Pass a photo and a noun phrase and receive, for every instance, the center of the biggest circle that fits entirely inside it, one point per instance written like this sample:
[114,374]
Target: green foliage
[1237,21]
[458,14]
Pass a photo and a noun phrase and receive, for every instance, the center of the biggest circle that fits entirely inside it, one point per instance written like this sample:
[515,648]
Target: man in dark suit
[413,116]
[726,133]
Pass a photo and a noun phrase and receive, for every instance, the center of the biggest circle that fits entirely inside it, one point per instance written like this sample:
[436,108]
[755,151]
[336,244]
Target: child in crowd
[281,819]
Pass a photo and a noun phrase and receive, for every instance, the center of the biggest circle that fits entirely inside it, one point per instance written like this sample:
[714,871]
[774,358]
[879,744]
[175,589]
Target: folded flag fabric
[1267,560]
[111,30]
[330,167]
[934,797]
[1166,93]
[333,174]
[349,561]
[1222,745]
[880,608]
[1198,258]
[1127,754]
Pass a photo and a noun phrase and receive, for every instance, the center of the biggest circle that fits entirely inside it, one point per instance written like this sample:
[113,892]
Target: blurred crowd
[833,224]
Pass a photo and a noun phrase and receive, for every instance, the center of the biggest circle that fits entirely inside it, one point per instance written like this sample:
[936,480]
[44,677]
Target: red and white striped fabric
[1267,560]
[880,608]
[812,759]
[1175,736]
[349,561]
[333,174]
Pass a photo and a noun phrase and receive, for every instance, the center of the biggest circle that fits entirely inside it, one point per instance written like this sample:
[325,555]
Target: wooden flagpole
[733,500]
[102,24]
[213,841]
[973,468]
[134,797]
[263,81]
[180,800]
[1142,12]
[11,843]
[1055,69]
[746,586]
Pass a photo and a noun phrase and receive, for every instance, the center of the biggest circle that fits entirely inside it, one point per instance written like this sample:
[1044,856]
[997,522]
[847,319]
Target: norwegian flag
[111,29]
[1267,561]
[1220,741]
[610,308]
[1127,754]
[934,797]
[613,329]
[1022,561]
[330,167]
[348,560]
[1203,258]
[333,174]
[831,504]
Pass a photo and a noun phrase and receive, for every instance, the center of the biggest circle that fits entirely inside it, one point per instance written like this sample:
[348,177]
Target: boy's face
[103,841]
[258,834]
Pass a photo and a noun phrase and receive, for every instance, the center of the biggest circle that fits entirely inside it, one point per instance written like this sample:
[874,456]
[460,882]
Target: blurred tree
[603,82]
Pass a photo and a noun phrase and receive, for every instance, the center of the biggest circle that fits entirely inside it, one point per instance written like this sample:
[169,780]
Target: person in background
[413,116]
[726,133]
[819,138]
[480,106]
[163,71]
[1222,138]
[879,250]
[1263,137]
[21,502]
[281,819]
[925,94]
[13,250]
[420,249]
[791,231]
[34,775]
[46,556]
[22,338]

§ Task directions
Count how many lines in the rows above contain the word "crowd". Reply with the number alone.

§ The solution
2